29 de noviembre de 2007

Keith grita You got the silver

y como siempre, dice la verdad. Tú te estremeces como una lágrima recién nacida, sólo una, porque no hay espacio para dos en este rincón del mundo. Me dejo llevar con cada uno de esos gestos diminutos que tan sólo tú interpretas como si estuvieras sobre un escenario, esas pequeñas sonrisas que vas dejando aquí y allá y que hacen que cada semana comience siempre en festivo. Nos arrastramos corriente abajo, entre la gente que pasea despreocupada, y me detengo un instante en un giro de tu flequillo; por cierto, mejor con flequillo. Y no hay mucho más, simplemente van pasando los segundos y no nos damos cuenta, ni siquiera nos importa, porque no tenemos nada mejor que hacer. Ni aunque pudiéramos hacer lo que nos apeteciera, cambiaríamos de postura. Llámalo como quieras, pero es el tiempo de las fresas, y merece la pena atrapar la ola mientras todavía somos capaces de reconocernos en los escaparates, sin que aparezcan voces en off ni se estropeen los colores de mi bufanda de mil rayas, ni desaparezca para siempre tu forma de mirarme. Cuéntame algo que nunca haya ocurrido, invéntanos un pedacito de futuro incierto. Detengamos el tiempo, y las puertas de embarque quedarán huérfanas del olor de tu pelo.

20 de noviembre de 2007

el hombre de hojalata

Trato de escapar de las cadenas de montaje y siempre busqué moverme al ritmo de la música sin conseguirlo; así que en día a día prefiero el latir del corazón a los relojes atómicos: siempre sobre el alambre, a veces acelerando y otras veces a punto de detenerse. No pretendo romper la baraja y llevarme los trozos, pero sólo tengo un único escaparate y guardo los mejores momentos en el almacén. Por eso de vez en cuando ves un reflejo oscuro, o una mirada que no comprendes, que sólo representa un instante nublado en plena tarde de verano. No puedo demostrar más heridas de guerra que las que ves; no son demasiadas y seguramente tú tienes más. Pero cada uno decide a qué velocidad navegar, y luego sopla el viento y reajusta los nudos a su antojo. No le busques un destino a cada gesto, hay trenes que simplemente salen de la estación y nunca llegan a ninguna parte. Dices que el tiempo se puede parar... sólo hay que respirarte. No aspiro a subastar clases prácticas de supervivencia; sólo pretendo no tener que mojarme más de lo estrictamente necesario cuando se rompan los diques.

————————

● **Solicitud a**
Indica cuántas líneas del listado siguiente contienen la palabra "mushroom", distinguiendo entre mayúsculas y minúsculas. Responde solo con el número.

● **Datos extraídos**
————————

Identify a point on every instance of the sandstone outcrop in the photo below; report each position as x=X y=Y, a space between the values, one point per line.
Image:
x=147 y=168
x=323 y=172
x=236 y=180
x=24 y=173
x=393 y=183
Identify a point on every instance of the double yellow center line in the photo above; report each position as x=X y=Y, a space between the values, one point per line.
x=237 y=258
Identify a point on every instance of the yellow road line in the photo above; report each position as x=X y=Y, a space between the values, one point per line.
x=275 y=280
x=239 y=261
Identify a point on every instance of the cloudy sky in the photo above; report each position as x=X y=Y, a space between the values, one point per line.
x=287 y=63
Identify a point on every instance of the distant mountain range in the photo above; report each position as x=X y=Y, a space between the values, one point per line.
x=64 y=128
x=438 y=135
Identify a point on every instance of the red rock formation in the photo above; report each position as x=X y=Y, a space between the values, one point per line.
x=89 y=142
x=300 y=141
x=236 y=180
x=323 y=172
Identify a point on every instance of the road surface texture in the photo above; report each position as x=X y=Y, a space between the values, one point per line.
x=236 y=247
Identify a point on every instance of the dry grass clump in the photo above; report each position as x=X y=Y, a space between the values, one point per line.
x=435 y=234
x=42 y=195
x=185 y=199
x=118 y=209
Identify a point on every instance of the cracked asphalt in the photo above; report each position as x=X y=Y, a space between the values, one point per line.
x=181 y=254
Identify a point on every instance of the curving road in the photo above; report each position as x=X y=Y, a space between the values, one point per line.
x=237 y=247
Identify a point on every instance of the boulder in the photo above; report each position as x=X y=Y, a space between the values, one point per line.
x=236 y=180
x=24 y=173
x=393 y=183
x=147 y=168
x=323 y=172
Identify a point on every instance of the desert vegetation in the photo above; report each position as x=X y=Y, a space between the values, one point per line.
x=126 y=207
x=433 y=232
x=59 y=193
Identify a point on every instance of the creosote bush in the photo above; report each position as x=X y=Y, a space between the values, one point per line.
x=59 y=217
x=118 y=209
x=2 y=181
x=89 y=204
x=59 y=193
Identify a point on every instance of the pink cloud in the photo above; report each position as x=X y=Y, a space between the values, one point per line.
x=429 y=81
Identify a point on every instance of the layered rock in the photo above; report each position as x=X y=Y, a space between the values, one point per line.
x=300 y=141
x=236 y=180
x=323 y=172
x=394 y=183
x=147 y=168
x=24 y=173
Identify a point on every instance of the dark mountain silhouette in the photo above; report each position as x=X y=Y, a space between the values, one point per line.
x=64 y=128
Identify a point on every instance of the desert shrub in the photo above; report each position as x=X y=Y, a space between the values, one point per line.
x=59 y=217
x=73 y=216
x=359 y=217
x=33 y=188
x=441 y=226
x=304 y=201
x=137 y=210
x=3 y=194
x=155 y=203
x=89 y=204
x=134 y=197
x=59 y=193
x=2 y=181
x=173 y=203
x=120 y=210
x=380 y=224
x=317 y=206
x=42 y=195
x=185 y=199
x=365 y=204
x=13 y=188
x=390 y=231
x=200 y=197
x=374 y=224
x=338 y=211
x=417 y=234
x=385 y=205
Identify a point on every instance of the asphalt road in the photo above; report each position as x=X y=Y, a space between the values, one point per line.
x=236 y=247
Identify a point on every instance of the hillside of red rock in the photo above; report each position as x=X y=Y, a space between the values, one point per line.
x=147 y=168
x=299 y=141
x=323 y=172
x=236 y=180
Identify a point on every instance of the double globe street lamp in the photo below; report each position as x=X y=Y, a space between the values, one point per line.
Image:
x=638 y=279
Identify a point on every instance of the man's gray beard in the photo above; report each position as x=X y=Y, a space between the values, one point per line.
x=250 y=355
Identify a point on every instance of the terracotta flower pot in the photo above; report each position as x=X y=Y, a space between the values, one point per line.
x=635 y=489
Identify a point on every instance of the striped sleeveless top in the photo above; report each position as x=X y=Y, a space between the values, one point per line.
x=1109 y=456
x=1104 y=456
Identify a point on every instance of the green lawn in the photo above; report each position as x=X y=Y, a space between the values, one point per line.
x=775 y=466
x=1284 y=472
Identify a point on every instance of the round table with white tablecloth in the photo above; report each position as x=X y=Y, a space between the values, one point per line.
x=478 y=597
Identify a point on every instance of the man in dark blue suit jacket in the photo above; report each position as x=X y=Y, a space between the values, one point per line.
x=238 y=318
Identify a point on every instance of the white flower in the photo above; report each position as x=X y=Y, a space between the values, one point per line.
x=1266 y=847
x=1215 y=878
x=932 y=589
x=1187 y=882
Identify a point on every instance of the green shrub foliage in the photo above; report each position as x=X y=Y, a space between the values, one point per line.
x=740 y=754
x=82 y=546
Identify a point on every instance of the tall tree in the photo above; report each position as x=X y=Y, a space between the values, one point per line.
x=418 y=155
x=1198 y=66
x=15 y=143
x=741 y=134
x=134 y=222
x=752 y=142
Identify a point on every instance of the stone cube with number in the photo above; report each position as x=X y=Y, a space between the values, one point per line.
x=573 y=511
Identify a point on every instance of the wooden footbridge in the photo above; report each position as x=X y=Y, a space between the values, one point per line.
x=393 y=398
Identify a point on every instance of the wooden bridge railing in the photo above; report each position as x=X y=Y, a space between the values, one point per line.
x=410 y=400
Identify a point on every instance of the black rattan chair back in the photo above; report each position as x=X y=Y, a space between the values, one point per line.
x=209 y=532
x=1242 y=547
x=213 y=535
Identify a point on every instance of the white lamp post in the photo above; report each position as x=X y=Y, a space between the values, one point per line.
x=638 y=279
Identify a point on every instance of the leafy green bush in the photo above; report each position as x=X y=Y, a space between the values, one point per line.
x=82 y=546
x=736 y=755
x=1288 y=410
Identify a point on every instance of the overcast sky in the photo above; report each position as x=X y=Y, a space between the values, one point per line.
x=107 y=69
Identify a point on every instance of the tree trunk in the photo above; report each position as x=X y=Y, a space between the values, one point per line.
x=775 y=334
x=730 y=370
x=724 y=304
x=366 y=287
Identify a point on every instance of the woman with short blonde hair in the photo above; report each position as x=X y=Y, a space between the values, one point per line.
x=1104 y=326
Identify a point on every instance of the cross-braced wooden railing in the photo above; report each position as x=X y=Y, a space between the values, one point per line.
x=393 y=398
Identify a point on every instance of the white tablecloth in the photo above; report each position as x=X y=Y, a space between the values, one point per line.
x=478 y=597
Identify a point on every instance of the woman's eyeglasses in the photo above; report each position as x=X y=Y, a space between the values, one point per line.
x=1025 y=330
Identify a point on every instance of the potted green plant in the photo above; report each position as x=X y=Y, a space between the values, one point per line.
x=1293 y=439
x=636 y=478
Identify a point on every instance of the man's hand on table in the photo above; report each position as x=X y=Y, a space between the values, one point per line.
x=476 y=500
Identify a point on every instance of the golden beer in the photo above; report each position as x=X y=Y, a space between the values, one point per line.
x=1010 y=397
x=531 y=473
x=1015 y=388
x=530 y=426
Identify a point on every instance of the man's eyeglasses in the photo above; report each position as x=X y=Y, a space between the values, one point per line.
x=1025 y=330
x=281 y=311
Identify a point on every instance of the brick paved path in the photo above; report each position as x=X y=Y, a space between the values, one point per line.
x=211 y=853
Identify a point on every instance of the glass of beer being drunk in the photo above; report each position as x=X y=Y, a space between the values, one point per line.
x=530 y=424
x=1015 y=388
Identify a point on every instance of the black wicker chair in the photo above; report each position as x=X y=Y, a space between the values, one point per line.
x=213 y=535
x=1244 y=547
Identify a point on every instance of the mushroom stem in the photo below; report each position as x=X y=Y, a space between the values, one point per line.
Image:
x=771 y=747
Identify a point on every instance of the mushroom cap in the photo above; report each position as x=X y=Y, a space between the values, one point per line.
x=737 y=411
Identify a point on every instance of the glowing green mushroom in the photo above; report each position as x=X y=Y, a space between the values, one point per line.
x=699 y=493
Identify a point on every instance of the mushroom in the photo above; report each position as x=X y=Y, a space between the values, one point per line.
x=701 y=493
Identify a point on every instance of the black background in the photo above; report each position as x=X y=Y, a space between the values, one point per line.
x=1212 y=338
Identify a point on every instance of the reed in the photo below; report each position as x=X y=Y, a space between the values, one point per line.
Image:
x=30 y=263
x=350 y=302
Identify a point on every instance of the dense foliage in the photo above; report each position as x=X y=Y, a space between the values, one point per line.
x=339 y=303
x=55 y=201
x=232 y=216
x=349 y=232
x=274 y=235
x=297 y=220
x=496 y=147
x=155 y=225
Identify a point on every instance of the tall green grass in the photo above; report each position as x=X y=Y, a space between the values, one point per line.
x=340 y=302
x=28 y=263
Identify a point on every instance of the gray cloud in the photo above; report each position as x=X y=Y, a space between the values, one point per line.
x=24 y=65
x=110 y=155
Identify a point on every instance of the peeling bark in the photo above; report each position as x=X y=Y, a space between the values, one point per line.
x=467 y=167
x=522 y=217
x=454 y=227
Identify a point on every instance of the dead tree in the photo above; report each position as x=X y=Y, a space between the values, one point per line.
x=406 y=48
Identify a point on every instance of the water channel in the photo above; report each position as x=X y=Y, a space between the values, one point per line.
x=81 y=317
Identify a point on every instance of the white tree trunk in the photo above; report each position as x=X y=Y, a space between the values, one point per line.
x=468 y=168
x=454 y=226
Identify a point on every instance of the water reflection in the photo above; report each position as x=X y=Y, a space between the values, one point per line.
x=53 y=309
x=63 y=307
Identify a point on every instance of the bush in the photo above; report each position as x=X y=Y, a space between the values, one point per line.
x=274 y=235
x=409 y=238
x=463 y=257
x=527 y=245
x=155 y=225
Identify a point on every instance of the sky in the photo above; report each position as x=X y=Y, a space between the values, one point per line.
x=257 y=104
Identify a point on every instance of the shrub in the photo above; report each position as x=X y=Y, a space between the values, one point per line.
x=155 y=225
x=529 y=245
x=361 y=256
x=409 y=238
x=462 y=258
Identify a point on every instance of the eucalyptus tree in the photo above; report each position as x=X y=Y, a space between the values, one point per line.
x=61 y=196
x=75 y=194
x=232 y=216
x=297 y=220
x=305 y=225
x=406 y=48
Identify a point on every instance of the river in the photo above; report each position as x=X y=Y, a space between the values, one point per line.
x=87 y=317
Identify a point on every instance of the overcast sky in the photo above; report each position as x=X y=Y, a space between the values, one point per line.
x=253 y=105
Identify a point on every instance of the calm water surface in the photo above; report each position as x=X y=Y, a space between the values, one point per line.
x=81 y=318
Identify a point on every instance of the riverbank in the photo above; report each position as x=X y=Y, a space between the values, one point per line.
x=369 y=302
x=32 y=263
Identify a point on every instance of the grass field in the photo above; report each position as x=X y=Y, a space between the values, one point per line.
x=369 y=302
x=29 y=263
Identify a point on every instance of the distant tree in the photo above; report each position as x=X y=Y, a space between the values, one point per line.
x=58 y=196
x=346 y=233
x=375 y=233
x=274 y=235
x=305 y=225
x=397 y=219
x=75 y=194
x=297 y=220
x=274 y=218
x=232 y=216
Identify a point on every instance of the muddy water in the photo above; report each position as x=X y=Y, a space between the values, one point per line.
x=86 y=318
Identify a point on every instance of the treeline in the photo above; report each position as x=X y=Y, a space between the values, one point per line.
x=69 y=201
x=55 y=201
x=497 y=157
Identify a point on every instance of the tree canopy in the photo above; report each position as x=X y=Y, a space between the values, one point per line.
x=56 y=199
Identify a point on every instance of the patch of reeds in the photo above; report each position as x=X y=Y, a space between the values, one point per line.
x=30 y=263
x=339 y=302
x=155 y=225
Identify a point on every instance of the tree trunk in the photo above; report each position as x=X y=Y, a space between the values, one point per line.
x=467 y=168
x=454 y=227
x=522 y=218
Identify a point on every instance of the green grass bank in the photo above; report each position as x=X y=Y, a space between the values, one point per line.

————————

● **Solicitud b**
Contesta estas preguntas sobre el texto proporcionado de arriba:
(i) ¿Qué grita Keith en la entrada del 29 de noviembre de 2007?
(ii) ¿Cómo se titula la entrada del 20 de noviembre de 2007?
(iii) ¿Qué prefiere quien escribe a los relojes atómicos?

● **Resultado a**
4

● **Resultado b**
(i) You got the silver.
(ii) El hombre de hojalata.
(iii) El latir del corazón.